### Source information:
= = = = =
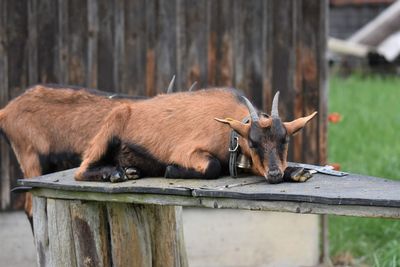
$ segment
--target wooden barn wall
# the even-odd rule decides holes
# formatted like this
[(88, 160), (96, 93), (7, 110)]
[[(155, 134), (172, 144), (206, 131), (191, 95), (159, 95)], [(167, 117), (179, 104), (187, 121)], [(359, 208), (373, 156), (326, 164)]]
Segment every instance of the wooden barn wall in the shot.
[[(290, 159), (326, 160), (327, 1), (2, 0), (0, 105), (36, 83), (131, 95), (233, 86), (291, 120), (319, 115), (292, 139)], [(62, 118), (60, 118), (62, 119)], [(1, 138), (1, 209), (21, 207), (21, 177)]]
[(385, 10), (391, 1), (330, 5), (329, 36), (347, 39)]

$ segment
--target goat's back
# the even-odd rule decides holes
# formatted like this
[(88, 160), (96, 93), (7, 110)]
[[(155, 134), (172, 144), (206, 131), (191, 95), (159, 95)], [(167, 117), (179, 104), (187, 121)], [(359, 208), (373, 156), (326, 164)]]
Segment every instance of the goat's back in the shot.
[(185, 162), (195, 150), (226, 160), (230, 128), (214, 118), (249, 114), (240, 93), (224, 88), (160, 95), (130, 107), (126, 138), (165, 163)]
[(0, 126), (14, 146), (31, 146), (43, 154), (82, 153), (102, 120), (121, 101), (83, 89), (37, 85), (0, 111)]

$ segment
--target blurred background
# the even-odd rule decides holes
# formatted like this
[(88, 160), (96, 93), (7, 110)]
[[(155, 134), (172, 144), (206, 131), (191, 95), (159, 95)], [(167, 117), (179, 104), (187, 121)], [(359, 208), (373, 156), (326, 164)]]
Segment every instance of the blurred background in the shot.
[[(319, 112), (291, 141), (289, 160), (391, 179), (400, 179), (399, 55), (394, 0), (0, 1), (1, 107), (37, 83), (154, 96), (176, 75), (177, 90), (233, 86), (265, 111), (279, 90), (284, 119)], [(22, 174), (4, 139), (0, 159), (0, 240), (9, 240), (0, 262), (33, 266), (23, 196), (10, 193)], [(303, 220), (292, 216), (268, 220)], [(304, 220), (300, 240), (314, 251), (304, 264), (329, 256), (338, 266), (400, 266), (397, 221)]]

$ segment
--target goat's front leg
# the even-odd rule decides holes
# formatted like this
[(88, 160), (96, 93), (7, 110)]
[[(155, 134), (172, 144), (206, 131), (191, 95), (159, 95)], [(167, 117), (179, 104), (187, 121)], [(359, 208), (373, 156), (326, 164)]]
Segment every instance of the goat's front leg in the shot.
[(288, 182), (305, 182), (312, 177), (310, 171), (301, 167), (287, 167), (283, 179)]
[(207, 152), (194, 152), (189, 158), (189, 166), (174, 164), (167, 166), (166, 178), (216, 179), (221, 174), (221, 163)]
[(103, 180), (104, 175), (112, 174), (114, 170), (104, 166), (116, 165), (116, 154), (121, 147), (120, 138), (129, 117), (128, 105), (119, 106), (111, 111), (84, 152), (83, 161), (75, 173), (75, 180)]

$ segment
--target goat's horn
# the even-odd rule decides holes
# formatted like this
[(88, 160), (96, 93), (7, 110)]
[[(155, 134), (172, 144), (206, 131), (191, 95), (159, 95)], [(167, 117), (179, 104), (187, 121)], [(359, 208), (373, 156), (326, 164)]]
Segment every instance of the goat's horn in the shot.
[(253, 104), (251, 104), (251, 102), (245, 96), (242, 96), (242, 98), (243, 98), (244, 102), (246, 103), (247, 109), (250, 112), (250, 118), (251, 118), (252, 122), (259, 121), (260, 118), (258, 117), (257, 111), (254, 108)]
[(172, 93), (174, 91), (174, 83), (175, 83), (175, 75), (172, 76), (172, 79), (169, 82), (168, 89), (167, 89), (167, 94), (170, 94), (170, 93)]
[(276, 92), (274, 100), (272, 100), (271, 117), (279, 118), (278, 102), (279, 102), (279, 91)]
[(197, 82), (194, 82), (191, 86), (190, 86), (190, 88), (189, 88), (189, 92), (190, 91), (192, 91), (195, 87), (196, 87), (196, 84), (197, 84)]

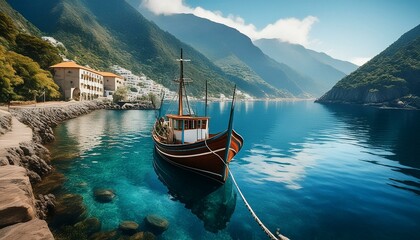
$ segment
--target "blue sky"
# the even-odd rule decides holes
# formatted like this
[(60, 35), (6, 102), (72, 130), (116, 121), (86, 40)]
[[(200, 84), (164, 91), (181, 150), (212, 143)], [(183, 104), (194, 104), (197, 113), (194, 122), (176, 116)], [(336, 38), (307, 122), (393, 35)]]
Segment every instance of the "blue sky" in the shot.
= = = = =
Determine how many lines in the records above hold the word "target", and answer with that number only.

### Response to this exercise:
6